◆ DATA PROVIDED
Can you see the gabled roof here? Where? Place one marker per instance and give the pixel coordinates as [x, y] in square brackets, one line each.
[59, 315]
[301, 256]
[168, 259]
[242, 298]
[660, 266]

◆ TASK GOAL
Set down the data above once more so that nothing differs from the original.

◆ WRITTEN REPLY
Can you see the gabled roof here? Where? Place one marker per instance and give the pixel coordinates as [x, y] in square brackets, one line each.
[59, 315]
[301, 256]
[168, 259]
[242, 298]
[660, 266]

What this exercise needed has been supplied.